• EXERCISE DETAILS:
Your task is to return the span of lines beginning at the one with "of the light" and ending at the last line of the data, exactly as it stands.

-- start of ENTRIES SHOWN --

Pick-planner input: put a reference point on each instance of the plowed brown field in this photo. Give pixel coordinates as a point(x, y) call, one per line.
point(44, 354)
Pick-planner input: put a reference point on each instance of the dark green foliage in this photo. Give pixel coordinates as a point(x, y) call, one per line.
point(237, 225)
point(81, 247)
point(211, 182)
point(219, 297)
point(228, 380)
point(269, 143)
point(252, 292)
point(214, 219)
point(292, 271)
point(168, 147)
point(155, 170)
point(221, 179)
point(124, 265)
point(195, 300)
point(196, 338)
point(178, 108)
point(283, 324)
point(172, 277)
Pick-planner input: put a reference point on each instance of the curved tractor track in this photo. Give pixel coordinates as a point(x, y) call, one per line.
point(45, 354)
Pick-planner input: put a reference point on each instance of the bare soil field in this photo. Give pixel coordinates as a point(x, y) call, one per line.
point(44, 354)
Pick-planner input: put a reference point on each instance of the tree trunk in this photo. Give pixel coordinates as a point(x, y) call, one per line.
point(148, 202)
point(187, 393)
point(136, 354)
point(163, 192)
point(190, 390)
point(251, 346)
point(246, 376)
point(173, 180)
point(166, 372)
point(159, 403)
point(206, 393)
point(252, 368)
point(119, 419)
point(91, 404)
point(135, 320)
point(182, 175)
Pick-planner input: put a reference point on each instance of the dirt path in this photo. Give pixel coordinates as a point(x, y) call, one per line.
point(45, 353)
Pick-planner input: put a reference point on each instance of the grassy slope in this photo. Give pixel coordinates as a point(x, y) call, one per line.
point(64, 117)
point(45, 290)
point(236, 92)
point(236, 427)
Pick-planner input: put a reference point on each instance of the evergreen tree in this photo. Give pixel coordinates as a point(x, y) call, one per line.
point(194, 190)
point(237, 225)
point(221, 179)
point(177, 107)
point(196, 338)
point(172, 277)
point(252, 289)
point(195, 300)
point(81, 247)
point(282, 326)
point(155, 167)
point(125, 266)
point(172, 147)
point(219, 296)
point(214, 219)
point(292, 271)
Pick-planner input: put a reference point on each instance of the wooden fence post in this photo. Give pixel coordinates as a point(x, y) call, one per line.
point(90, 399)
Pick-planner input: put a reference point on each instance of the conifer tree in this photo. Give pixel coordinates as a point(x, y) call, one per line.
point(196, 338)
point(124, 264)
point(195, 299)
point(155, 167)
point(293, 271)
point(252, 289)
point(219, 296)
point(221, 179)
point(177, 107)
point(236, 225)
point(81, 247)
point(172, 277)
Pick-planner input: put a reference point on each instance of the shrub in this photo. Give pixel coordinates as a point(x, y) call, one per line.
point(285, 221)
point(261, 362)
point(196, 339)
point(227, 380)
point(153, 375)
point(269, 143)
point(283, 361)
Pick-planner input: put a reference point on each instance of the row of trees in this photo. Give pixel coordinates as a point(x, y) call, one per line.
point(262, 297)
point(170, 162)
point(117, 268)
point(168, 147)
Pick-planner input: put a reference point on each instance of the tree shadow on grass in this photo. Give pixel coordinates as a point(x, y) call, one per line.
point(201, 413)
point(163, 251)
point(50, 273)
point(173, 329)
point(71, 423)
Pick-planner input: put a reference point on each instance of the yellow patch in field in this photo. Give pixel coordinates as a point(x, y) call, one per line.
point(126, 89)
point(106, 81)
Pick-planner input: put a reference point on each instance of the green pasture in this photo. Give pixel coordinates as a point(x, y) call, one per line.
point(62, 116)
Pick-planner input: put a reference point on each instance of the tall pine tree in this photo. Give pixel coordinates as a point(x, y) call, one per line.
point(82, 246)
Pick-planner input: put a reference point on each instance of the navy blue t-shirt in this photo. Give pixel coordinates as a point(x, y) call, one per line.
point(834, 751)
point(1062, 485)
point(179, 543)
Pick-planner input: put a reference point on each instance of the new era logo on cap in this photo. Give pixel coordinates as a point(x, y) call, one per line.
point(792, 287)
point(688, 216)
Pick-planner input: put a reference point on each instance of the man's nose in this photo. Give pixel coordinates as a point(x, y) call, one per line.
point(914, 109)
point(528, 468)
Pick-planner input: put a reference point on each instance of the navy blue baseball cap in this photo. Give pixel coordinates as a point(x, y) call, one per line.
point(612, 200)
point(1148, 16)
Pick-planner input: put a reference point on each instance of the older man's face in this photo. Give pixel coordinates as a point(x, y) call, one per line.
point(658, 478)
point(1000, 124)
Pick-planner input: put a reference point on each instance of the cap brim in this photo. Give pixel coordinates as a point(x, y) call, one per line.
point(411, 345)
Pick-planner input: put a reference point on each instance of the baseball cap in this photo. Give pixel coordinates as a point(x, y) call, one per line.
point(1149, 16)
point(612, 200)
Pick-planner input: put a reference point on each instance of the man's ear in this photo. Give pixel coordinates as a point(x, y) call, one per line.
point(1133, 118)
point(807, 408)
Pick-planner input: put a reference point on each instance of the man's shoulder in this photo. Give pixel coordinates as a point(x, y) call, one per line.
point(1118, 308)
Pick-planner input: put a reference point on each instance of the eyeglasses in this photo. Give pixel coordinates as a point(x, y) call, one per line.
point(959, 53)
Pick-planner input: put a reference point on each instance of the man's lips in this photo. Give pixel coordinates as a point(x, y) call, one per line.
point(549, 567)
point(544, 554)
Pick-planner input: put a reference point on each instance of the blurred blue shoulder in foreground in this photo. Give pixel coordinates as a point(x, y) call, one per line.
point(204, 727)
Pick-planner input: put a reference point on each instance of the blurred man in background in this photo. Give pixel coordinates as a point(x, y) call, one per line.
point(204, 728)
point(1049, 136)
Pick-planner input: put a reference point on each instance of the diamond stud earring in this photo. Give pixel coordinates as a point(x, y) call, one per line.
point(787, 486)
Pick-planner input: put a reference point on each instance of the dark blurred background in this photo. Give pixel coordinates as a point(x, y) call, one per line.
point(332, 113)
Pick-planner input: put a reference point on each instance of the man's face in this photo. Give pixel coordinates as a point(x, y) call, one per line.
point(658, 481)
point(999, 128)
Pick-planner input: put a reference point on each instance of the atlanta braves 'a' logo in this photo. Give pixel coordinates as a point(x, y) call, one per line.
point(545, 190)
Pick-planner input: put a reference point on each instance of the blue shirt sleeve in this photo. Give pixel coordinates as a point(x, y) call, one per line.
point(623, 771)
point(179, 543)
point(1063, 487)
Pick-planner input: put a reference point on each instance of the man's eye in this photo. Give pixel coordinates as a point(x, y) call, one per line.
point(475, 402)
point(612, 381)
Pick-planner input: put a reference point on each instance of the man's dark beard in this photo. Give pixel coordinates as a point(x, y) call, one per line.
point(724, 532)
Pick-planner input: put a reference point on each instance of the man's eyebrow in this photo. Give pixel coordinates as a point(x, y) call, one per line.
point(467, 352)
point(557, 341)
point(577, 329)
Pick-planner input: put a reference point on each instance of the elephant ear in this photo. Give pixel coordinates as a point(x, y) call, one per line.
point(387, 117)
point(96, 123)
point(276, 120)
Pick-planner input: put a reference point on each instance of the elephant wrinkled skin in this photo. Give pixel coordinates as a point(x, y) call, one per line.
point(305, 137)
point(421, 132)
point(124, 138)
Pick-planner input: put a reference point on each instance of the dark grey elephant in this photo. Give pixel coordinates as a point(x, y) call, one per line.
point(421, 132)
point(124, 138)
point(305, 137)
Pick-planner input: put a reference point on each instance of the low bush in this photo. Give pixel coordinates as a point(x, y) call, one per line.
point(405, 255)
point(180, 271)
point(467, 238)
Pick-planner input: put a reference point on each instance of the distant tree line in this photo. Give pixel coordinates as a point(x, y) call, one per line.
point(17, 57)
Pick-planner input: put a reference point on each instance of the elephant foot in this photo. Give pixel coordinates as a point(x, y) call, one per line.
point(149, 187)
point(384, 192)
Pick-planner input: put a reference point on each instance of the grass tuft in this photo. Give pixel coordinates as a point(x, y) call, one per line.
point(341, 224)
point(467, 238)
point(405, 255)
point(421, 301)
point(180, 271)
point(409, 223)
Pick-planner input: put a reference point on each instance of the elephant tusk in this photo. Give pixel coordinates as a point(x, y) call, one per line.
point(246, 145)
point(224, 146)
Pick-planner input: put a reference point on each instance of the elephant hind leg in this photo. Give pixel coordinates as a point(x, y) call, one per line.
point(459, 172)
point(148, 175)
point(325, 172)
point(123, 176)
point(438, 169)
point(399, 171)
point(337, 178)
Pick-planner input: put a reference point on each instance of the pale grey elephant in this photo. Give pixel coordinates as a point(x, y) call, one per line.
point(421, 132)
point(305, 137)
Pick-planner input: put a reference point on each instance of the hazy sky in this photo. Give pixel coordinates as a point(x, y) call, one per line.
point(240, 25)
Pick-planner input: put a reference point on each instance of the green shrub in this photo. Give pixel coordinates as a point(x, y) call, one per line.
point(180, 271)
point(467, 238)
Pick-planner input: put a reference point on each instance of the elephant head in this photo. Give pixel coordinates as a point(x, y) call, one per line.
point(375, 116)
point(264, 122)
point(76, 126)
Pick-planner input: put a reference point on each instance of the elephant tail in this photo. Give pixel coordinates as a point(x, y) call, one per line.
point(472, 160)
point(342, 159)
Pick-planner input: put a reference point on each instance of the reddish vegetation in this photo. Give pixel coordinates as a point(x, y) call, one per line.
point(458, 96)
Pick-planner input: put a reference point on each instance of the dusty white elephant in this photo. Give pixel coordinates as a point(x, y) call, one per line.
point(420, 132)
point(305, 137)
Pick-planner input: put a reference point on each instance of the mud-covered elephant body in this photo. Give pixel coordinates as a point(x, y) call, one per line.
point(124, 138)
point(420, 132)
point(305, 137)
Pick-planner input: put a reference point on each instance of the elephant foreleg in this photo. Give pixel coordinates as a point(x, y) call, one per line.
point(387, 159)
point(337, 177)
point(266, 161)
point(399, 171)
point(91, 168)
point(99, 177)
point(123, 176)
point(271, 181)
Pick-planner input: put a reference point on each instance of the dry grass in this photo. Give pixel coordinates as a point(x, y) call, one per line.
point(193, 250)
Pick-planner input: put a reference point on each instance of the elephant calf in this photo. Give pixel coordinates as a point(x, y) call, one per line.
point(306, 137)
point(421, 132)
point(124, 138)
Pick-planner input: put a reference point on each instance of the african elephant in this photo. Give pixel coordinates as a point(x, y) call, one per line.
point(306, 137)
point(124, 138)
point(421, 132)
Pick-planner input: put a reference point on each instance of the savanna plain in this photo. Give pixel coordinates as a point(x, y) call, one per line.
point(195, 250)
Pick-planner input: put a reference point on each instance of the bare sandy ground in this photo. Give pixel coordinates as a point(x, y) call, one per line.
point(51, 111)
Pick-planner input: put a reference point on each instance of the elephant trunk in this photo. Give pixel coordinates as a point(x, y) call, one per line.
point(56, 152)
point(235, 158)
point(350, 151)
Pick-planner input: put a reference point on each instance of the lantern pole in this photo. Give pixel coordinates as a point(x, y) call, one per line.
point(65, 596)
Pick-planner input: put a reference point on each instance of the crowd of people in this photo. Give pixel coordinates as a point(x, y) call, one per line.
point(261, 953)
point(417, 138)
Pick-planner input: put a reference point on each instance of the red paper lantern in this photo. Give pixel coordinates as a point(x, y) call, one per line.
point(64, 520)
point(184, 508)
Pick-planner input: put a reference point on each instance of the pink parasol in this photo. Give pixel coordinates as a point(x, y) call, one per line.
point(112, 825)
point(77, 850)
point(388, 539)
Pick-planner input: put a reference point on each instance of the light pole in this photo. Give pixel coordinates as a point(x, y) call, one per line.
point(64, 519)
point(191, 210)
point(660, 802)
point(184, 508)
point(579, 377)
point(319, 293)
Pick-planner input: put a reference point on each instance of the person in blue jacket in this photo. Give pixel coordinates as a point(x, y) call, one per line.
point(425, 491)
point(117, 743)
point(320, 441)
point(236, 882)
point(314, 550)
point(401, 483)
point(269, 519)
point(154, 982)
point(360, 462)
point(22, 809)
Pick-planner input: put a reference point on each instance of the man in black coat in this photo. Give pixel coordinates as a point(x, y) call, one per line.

-- end of ENTRIES SHOWN --

• ANSWER BELOW:
Pick-planner input: put a reference point on each instance of the light pole in this photo. Give pixel coordinates as a point(x, y) call, one per line.
point(64, 519)
point(191, 210)
point(660, 802)
point(184, 508)
point(579, 377)
point(319, 293)
Pick-planner input: put a reference point on each instance of the person in blue jacket in this photo. Give pixel coordinates as a point(x, y) call, one per line.
point(425, 491)
point(117, 743)
point(320, 441)
point(236, 882)
point(314, 550)
point(401, 483)
point(269, 519)
point(154, 982)
point(360, 462)
point(22, 809)
Pick-planner input: put a reference point on each instance of the man in black coat in this photo. Give pixel coordinates as a point(x, y) call, one per line.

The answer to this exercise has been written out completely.